§ What the task requires
Skip the images. Copy the records exactly as written.

** START OF Information given **

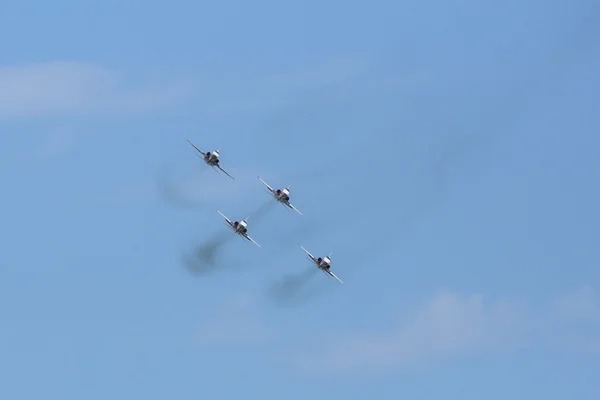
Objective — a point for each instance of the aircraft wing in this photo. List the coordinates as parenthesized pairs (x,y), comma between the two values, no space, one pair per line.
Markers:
(293,208)
(265,183)
(252,240)
(226,219)
(199,151)
(226,173)
(310,255)
(333,276)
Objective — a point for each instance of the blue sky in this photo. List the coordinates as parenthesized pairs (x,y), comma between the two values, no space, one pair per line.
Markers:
(445,152)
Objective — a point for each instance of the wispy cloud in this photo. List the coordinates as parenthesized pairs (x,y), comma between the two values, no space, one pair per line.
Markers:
(451,324)
(64,88)
(236,324)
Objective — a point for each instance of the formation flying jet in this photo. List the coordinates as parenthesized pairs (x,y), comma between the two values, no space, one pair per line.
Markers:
(239,227)
(324,264)
(281,195)
(211,158)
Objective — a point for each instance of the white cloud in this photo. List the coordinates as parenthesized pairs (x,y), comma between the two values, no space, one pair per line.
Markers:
(236,324)
(454,325)
(63,88)
(58,141)
(446,325)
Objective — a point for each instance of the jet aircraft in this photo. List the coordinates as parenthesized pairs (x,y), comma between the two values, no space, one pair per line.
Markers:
(239,227)
(211,158)
(281,195)
(323,263)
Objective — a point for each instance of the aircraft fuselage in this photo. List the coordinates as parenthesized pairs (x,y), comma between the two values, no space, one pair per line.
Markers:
(212,158)
(324,262)
(282,195)
(240,226)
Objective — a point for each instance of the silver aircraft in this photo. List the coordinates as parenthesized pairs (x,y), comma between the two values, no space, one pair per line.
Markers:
(281,195)
(239,227)
(323,263)
(211,158)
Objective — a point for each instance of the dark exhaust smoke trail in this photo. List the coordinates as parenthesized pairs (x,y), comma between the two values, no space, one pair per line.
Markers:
(290,290)
(206,257)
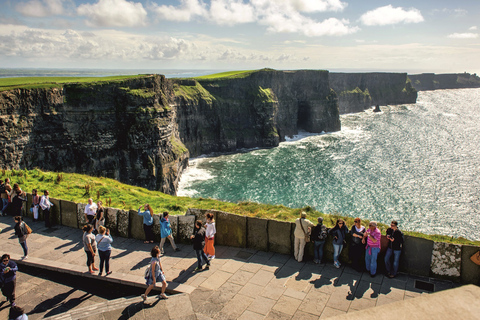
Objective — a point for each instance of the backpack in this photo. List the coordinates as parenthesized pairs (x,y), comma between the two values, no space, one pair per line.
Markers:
(323,233)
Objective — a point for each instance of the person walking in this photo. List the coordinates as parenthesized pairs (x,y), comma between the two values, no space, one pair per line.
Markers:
(199,244)
(99,215)
(395,245)
(155,273)
(5,195)
(339,233)
(45,204)
(210,232)
(147,222)
(35,204)
(302,228)
(104,244)
(319,235)
(22,232)
(372,238)
(90,211)
(8,278)
(166,232)
(90,247)
(357,248)
(17,199)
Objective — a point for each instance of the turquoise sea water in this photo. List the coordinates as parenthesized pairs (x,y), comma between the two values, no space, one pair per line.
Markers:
(417,163)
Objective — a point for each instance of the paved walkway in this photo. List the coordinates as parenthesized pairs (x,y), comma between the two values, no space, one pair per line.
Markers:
(241,284)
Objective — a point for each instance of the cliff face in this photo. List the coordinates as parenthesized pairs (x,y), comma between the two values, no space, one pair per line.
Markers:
(257,110)
(359,91)
(431,81)
(125,130)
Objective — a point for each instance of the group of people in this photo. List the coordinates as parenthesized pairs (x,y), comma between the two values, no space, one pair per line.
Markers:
(203,244)
(363,241)
(14,197)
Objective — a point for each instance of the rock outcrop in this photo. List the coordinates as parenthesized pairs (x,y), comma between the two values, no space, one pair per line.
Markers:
(124,130)
(257,109)
(431,81)
(142,130)
(360,91)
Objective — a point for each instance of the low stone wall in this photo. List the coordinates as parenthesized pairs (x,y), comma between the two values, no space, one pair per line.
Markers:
(420,256)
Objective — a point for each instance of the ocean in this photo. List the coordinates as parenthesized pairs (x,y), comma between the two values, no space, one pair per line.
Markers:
(418,164)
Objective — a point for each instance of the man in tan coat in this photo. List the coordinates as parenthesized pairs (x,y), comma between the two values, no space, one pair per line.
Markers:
(302,227)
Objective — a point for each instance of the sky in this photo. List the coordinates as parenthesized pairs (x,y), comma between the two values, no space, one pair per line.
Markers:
(363,35)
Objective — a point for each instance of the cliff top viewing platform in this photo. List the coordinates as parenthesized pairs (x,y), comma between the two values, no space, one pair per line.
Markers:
(241,284)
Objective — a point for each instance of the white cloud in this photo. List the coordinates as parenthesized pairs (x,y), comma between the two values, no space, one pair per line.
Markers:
(389,15)
(231,12)
(463,36)
(114,13)
(185,12)
(41,8)
(281,16)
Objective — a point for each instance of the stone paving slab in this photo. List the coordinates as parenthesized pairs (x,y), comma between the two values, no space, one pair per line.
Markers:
(241,283)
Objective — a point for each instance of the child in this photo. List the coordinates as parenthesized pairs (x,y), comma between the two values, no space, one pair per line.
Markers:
(209,236)
(166,232)
(198,244)
(155,274)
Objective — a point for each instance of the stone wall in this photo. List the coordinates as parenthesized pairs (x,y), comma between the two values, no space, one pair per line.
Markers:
(420,256)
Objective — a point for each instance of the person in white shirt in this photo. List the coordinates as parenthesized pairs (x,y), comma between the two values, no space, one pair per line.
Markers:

** END OF Information given **

§ Answer to the task
Objective — a point for each instance of the aircraft wing in this photo. List the coordinates as parenthesized pairs (x,y), comma between the two values, no space, one pair per line.
Markers:
(293,208)
(265,183)
(252,240)
(226,219)
(199,151)
(226,173)
(310,255)
(333,276)
Objective — a point for each instance of the blue sky in this photo. List the coordinates as parenthesized pairs (x,y), comma between the two values, no space, one pair per line.
Markers:
(445,152)
Objective — a point for each instance of the wispy cloud in this photo. List the coordinates as parenthesized pairs (x,y), comma between the two values, no space, one pair per line.
Markers:
(451,324)
(64,88)
(236,324)
Objective — a point for each instance of the formation flying jet in this photo. List the coordinates as parenthesized pairs (x,y), comma between the two values, no space, one pair per line.
Markers:
(239,227)
(324,264)
(281,195)
(211,158)
Objective — a point for each instance of the white cloud in this photo. List the coordinates as parenthesized pairs (x,y), comma between the two values, no space, one pair per line.
Markers:
(236,324)
(454,325)
(63,88)
(58,141)
(446,325)
Objective — a point for each instance of the jet aircraft in this photo. List the coordinates as parenthesized pairs (x,y), comma between the two values, no space, one pair per line.
Markers:
(239,227)
(211,158)
(281,195)
(323,263)
Objective — a point for each instance of the aircraft fuselage in this photo. List the coordinates as parenthesized pairs (x,y), comma between the two values, no space, one pair per line.
Markers:
(212,158)
(324,262)
(282,195)
(240,226)
Objective — a point for each instance of the silver aircraft in this photo. List the coordinates as parenthesized pairs (x,y), comma between the two values, no space, one pair per line.
Markers:
(281,195)
(239,227)
(323,263)
(211,158)
Objective — a point for each instance of the dark exhaust smoke trail in this photo. List the coordinates as parenthesized pairs (x,y), comma between the two values, no space, one pair per line.
Markers:
(290,290)
(206,257)
Objective — a point for each instance of the backpack in this photo. List the coordinates as parenthesized pairs (x,y), comma between the two values, no space, one pair per line.
Markers:
(323,233)
Objective — a point for each instance of the person walking in this photo. List the coordinates as parenthesized pairs (x,y), comma between the two values, no space, one pair per line.
Markers:
(199,244)
(99,215)
(395,245)
(155,273)
(5,195)
(339,233)
(45,204)
(210,232)
(147,222)
(35,204)
(302,228)
(104,244)
(319,235)
(22,232)
(372,238)
(90,211)
(8,278)
(166,232)
(90,247)
(357,248)
(17,199)
Objective — a point for each instance of the turquoise sea water in this photo. List the coordinates as parenthesized pairs (x,y), comma between the two values, no space, one pair per line.
Markers:
(417,163)
Objective — a point for each instance of the paved walkway in this photo. List the coordinates as parenthesized pairs (x,y), comma between the two values, no space, one pair per line.
Markers:
(241,284)
Objective — a point for each instance of the cliff face in this photo. List the coordinates as parenthesized pairs (x,y), comma between the two values, no space, one pair per line.
Markers:
(257,110)
(359,91)
(431,81)
(125,130)
Objective — a point for each instance of the group of people in this photo. List the coordinates as parenthesized pairs (x,y), comma between the two values, no space, one pair per line.
Markers:
(203,244)
(363,241)
(14,197)
Objective — a point for each instance of the rock outcrop in this photo. List the coordinates as parenthesized pairs (x,y), comma between the two values, no space, one pair per line.
Markers:
(124,130)
(257,109)
(431,81)
(142,130)
(360,91)
Objective — a point for each instance of the low stone wall in this photo. List the coordinates as parenthesized pairs (x,y), comma between the two values, no space, one pair per line.
Markers:
(420,256)
Objective — a point for each instance of the ocean in this photo. List the coordinates as parenthesized pairs (x,y), comma between the two values, no space, one pair per line.
Markers:
(418,164)
Objective — a point for each instance of the man in tan coat in this photo. List the coordinates as parenthesized pairs (x,y), comma between the two values, no space, one pair per line.
Markers:
(302,227)
Objective — a point for each instance of the sky in this photo. List the coordinates as parenthesized pairs (x,y), comma between the two values, no space, one pair per line.
Markers:
(363,35)
Objective — a point for each instance of the cliff top viewing platform in this photo. List the coordinates as parenthesized pairs (x,y), comma between the two values, no space, one pair per line.
Markers:
(241,284)
Objective — a point for each instance of the white cloud in this photo. List the coordinates as parenthesized pairs (x,y), comma between the two values, no space, one pair per line.
Markers:
(389,15)
(231,12)
(463,36)
(114,13)
(185,12)
(41,8)
(281,16)
Objective — a point for each instance of the stone paving slab in this photo. List the coordinates as parenthesized pairs (x,y), comma between the two values, no space, one pair per line.
Markers:
(241,283)
Objective — a point for each instance of the child in this photo. List the coordinates as parenthesized pairs (x,y), comma between the two values, no space, one pair per line.
Markers:
(209,236)
(166,232)
(198,244)
(155,274)
Objective — a point for each instance of the stone wall in this photo. List the coordinates as parenthesized pairs (x,y), comma between the two values, no space, one pair per line.
Markers:
(420,256)
Objective — a point for each instance of the person in white shirt in this photo. List the coordinates as parenthesized pairs (x,y), comma between the two values, no space, one pair per line.
Markers:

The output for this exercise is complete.